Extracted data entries
>> Begin

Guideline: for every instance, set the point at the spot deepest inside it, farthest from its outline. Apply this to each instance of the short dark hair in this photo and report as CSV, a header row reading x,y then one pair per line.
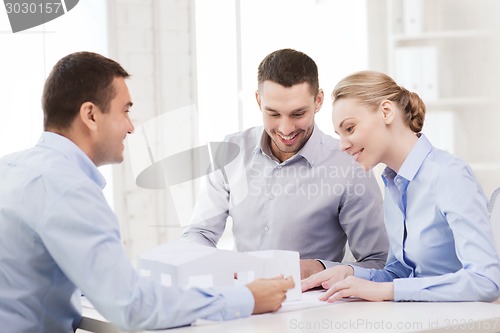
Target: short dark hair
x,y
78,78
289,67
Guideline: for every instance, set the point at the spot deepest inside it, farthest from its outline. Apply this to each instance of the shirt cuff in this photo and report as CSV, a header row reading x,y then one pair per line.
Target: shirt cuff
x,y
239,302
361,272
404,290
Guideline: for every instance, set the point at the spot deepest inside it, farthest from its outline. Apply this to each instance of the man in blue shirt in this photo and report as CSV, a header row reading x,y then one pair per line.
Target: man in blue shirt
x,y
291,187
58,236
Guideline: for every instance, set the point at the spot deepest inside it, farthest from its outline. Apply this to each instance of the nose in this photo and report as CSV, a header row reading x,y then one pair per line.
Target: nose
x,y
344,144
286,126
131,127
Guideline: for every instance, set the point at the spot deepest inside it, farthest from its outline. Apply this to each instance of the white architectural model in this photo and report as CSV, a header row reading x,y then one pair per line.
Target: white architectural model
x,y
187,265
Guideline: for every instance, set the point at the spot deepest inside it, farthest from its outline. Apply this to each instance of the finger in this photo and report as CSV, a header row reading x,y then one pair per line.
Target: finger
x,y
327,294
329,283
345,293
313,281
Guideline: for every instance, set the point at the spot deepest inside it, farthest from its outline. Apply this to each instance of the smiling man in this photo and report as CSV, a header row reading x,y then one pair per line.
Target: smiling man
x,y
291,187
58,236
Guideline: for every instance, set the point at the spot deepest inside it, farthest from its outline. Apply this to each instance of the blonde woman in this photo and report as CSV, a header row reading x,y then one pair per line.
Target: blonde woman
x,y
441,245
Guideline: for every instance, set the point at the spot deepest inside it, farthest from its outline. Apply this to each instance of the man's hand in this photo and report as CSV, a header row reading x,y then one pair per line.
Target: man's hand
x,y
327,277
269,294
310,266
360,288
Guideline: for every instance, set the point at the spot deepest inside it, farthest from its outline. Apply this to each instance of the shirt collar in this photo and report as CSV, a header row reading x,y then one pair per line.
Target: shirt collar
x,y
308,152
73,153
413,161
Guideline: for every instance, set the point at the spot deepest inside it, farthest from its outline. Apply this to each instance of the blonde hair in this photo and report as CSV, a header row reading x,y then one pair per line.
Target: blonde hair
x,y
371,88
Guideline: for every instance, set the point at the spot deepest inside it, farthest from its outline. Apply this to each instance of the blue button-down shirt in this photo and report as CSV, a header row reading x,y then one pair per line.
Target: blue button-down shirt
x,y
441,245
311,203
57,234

>> End

Write out all the entries exactly, except for the pictures.

## [Answer in full]
Guideline: for every instance, set the point at the spot deepest inside it, farthest from its outline. Apply this to each instance of the short dark hair in this photo and report as CSV, a header row reading x,y then one pair per line.
Target: short dark hair
x,y
78,78
289,67
Guideline: for every instance, set the point at the spot deepest inside it, farthest from its outline. Apply this to each instance of the shirt cuff in this photo and report as CSV, a header row reading x,y then one pair per line.
Target: shirt cuff
x,y
239,302
361,272
404,290
Guideline: for every instance, set the point at the spot deepest inside it, farthest from its outline. Apply this to each instance of the man in blue shirt in this photo and report as CSV, a header row reading x,y then one pair per line.
Target: man in blue shirt
x,y
291,187
58,236
Guideline: for every instance, set the point at the spot deepest inside it, farthest from its outline. Apply this to each instance of the nose in this photo and report as CSV, a header row reading x,y then one pair per line.
Target: nose
x,y
344,144
286,126
131,127
Guideline: for every instance, set the point at the spot deepest inside it, farthest from its outline. Apply this to each instance of the white architectural model in this photo and report as CSV, a header row reading x,y then one pair per line.
Target: white architectural model
x,y
187,265
Guideline: for every instance, set the point at the spot deepest inside it, farthest from its outline. Apply this to each instance of the finger in this photo and report as CSV, a header row reading x,y then one pair per line.
Target: finger
x,y
327,294
329,283
345,293
313,281
Guideline: for every instance, set the point at the spot deepest inside it, farthest from its outline. Apply this to each instance of the smiling man in this photo and report as CSV, a header row reading x,y then one pair per line.
Target: smiling man
x,y
291,187
58,236
Guideline: for every instance, set the point at the spot deepest inside it, farthest from its outline. Apply this to each instance of the blonde woman in this photo and report as CSV, a header row reading x,y then one pair per line.
Target: blonde woman
x,y
441,245
Guideline: for every instance, set the point at the spot deepest inside it, farthest from its outline. Apply this to each instance of the man's hand in this photo and report as CSV, a header row reading x,y then one pair per line.
Target: man's hand
x,y
327,277
269,294
310,266
360,288
Guideline: for every instance, set the point at the spot deepest inside it, farthest from its outline. Apply this to each instance of the shirt collar in this photo and report as CSV, a header row reading x,y then one pair per line.
Target: shirt collar
x,y
308,152
73,153
413,161
Guideline: for every instance, set the point at the spot deepest inside it, farthest from its outline. Apply this to each instance of the blonde hair in this photo and report as CSV, a header row reading x,y then one pair per line.
Target: blonde hair
x,y
371,88
Guideline: for every instance, set the point at the spot deepest inside it, farthest from its outline. Apply this to each instance of the blue button-down shirt in this photo and report as CSV, a header row reading x,y then one pair per line.
Target: blue button-down shirt
x,y
441,245
311,203
57,234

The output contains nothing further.